▶ **OBJECTIVE**:
Please carry on the text below about the Leiden research program on connectivity in times of duress, starting after its last sentence.

#### EXTRACT PROVIDED ####

Presenting the research program: ‘Connecting in Times of Duress’ (Leiden University, the Netherlands)

This research is being carried out in northern Mali, Chad (central, south, the capital), Nigeria (south, southeast), Cameroon (the border area with CAR and Nigeria) and the Central African Republic (the border zone with Congo). Technological changes, especially in the domain of Information and Communication Technology, have colored the recent history of these regions. And although wireless coverage here is mostly still far below the average levels found in Europe, South Africa or Kenya, having even relatively poor coverage is making a huge difference to ordinary people’s connectivity compared with the situation as recently as five years ago. Improvements in this domain are to be expected in the coming decade.

The regions under study have a particular political configuration that we label ‘duress’. Duress is the emic, i.e. the experience of political oppression, conflict, situations where national politics are not meant to benefit the population per se. These are often part of state dynamics that could be characterized as Kleptocratic (see Alex de Waal). These states have internalized uncertainty as their main instrument of governance. Uncertainty here means that people living under such regimes are never sure what will be put in place (laws, rules, phone tapping, ICTs, etc.). This not only generates fear but also creates confusion, uncertainty, insecurity, distrust, stress and apathy.S1240005

Chad and Cameroon’s access to resources (oil, gold, minerals) has turned them into autocratic development states. Chad’s capital city, for instance, has been nominated by the President as the future vitrine de l’Afrique, which will be realized with huge infrastructure projects. And CAR and Mali have been subdued by violent conflict and the political manipulation of violence that informs duress. These developments are backed up by a long history of violence and authoritarian states and the border areas we are studying are informed by these political dynamics.

#### INFORMATION GIVEN ####

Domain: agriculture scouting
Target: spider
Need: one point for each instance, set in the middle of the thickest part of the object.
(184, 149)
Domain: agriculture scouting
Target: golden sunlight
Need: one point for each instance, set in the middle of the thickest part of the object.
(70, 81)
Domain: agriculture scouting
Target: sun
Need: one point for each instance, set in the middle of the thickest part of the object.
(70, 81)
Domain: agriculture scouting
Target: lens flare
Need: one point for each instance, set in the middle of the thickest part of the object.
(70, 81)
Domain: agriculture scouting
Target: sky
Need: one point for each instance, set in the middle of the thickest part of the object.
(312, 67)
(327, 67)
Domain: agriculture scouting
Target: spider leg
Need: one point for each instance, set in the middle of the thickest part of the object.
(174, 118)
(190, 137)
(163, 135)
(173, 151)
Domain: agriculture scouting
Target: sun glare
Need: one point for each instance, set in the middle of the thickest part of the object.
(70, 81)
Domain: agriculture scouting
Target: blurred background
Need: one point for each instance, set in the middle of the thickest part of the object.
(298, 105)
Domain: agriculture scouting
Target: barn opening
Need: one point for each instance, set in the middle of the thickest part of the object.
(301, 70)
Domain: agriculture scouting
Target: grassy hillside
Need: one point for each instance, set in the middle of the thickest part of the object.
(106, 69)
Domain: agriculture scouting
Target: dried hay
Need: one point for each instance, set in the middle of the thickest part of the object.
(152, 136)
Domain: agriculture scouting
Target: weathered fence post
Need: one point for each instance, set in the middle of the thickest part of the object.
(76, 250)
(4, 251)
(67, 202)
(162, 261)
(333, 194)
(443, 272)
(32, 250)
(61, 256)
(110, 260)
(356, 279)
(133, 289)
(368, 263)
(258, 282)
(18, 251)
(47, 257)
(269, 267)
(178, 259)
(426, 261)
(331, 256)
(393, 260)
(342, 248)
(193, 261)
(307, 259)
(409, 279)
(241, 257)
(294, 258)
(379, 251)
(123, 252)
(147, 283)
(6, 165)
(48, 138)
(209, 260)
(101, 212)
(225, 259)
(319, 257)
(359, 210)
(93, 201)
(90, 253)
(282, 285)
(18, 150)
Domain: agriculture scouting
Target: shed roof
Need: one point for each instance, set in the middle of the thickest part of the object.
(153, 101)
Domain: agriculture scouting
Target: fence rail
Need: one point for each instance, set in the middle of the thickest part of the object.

####

▶ **EXERCISE RESPONSE**:
Duress is also people’s accumulation of experiences of oppression and conflict. The emotions, behaviors, decision-making and psychology that go with duress are informed by such a history and the interpretations of it, which adds to their hardships in present-day realities. How reflectively and consciously these experiences are framed depends on the person’s education, position in society and so on, but for many people − both rich and poor − living under duress has become the norm and the context of their everyday lives.

It is expected that increasing connectivity will lead to better access to information and communication in an increasingly connected world, which will change the awareness of the conditions of duress and hence change the psychology, emotions and actions informed by duress. It will also change the experience of duress. When people can relate to what is going on in the rest of the world, the good and the bad, it can become part of their duress.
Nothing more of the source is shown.